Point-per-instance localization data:
-------

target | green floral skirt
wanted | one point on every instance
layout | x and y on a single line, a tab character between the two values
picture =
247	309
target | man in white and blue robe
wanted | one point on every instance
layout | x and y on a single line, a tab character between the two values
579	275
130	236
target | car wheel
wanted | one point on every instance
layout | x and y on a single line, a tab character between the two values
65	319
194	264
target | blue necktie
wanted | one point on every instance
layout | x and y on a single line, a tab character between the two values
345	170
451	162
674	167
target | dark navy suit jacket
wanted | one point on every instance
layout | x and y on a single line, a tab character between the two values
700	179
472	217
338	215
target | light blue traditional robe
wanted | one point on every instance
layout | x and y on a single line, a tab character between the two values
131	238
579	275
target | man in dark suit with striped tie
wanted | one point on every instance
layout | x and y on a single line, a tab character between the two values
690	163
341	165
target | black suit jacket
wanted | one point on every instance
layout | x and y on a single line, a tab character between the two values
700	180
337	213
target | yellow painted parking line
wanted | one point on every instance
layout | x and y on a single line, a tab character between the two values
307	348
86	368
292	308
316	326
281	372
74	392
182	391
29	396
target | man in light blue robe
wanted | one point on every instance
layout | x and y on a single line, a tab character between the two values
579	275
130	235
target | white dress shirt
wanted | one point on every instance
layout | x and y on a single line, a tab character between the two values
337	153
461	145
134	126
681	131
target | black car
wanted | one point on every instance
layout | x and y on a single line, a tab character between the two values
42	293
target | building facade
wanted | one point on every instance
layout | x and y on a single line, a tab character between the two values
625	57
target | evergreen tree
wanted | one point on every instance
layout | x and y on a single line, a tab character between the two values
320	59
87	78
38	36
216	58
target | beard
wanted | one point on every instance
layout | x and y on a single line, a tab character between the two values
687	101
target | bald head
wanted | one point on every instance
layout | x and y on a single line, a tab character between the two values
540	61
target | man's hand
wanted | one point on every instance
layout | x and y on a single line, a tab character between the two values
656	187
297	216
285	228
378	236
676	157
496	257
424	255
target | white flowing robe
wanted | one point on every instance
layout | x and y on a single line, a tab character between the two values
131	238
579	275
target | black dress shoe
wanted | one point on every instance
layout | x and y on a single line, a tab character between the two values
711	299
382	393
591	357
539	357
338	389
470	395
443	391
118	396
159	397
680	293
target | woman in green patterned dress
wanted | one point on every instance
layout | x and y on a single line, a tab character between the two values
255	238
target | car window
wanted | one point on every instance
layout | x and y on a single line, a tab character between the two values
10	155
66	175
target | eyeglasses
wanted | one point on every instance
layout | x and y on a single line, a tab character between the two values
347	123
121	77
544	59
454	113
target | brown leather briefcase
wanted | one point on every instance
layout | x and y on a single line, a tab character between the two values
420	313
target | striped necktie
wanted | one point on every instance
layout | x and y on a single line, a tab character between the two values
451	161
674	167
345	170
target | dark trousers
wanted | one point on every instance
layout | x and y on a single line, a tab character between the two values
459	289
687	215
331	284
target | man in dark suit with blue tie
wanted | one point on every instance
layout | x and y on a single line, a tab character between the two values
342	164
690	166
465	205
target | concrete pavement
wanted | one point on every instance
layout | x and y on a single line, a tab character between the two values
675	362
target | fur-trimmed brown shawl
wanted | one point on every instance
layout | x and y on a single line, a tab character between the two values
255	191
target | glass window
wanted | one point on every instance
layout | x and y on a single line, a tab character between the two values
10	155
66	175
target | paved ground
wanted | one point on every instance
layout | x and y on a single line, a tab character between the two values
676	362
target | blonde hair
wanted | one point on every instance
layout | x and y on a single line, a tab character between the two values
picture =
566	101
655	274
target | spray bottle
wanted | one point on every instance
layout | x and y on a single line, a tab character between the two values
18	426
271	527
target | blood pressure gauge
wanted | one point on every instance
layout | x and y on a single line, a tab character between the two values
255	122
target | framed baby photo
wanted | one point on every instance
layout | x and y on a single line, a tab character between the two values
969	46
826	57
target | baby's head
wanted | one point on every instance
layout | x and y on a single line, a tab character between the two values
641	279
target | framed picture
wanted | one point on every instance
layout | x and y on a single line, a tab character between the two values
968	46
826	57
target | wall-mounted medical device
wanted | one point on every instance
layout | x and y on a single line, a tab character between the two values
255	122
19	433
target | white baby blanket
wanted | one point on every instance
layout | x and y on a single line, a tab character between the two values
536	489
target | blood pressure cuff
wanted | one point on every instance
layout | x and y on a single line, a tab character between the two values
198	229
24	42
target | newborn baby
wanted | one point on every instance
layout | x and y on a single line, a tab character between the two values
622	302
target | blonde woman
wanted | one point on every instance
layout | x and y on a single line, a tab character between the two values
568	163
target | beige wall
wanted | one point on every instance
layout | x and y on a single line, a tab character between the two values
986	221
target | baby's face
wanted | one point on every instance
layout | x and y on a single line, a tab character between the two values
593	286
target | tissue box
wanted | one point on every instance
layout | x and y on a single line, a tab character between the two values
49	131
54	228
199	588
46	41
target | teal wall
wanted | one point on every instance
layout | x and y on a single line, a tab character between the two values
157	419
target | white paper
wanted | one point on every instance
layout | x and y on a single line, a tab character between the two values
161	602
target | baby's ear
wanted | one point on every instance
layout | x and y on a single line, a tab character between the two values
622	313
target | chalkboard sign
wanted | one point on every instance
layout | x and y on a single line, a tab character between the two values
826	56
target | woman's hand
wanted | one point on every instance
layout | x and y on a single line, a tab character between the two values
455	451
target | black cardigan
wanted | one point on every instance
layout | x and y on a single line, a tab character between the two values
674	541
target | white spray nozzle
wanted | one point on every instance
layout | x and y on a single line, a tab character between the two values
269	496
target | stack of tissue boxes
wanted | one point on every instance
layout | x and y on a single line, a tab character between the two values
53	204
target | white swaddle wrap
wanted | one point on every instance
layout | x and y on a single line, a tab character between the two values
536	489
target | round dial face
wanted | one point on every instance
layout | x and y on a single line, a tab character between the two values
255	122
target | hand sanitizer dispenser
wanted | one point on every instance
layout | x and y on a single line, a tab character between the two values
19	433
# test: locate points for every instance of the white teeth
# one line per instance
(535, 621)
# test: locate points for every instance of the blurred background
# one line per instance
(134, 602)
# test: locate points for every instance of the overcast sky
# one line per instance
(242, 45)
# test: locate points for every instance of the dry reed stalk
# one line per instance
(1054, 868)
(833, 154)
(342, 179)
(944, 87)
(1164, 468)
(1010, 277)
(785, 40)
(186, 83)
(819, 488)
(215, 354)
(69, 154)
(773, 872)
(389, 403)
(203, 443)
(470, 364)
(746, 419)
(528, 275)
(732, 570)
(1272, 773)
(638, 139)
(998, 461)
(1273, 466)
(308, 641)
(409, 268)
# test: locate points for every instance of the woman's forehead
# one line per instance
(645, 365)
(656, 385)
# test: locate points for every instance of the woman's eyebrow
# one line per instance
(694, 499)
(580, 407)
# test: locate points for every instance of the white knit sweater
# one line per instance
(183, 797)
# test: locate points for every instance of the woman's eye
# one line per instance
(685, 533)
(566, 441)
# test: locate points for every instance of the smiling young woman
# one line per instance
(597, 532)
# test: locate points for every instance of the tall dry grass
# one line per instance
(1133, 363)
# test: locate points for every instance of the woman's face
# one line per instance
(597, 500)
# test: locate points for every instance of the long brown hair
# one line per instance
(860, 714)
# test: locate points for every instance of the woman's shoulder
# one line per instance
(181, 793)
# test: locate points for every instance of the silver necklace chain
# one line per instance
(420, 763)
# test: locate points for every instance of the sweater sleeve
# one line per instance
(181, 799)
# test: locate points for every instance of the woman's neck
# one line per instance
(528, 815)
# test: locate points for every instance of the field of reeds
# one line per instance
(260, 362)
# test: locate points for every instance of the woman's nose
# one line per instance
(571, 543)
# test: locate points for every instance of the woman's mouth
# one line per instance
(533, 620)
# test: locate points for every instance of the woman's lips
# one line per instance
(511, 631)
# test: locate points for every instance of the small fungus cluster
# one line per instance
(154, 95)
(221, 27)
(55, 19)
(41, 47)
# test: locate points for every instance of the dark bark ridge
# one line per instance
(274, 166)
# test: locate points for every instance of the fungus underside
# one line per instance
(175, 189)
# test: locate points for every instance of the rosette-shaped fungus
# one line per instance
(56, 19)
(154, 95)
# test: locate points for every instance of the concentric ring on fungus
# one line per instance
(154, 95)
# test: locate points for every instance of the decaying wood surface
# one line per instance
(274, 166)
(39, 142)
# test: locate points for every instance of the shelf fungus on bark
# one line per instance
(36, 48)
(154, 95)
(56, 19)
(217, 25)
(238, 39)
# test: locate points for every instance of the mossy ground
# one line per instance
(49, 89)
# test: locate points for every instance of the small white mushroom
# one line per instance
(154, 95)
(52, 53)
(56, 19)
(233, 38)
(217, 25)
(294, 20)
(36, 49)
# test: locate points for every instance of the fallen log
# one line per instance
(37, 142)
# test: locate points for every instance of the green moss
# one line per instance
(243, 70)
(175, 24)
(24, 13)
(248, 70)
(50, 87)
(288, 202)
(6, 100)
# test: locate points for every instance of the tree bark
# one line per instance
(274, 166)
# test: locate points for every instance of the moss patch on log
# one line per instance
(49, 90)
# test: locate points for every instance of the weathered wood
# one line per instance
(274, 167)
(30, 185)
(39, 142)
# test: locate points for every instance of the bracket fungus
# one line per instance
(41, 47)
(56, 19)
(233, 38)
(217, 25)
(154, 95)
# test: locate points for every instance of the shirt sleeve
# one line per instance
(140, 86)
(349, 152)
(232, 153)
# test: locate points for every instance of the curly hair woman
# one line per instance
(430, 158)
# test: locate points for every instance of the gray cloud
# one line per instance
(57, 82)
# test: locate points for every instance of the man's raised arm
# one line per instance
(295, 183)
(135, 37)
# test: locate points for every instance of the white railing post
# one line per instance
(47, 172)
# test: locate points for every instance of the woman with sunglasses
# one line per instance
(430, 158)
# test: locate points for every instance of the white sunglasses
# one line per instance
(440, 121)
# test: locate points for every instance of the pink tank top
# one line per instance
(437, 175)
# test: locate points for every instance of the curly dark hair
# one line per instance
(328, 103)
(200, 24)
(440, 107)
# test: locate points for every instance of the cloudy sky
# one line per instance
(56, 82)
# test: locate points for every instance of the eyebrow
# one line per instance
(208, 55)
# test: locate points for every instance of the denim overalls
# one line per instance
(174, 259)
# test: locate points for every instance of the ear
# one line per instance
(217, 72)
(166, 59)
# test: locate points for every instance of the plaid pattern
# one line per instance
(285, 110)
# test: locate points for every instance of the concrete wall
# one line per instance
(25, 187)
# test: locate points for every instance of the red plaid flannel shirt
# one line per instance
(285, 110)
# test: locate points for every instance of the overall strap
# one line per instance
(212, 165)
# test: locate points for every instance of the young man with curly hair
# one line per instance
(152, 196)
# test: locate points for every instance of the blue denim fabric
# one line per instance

-------

**Your objective**
Nothing but the lines from the one containing "# test: locate points for every instance of the blue" through the last line of the data above should be given again, each exactly as it stands.

**Written solution**
# test: locate points for every instance of the blue denim fabric
# one line per instance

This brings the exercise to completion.